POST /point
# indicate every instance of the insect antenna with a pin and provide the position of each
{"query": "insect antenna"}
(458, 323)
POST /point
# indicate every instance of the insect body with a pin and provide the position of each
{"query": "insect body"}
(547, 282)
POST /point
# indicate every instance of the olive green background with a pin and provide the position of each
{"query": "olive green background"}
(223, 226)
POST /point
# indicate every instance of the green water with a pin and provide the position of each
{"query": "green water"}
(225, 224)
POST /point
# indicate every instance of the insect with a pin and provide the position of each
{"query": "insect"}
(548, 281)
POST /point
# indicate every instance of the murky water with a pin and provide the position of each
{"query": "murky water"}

┄┄┄┄┄┄┄┄┄┄┄┄┄┄┄┄┄┄┄┄

Please retype all of the data above line for line, keeping every character unchanged.

POST /point
# indicate every instance of the insect antenna with a pin and provide the position of each
{"query": "insect antenna"}
(458, 323)
POST /point
# indicate every instance of the insect body with a pin and provide the position of each
{"query": "insect body"}
(547, 282)
POST /point
# indicate every instance of the olive green background with a pin and provide the position of each
{"query": "olive green background"}
(223, 226)
POST /point
# indicate every instance of the green water with a pin and provide the position of each
{"query": "green water"}
(225, 224)
POST /point
# indicate every instance of the insect with a pin and provide the position of each
{"query": "insect"}
(548, 281)
POST /point
# indicate every instance of the murky water with a pin and provide the position of each
{"query": "murky water"}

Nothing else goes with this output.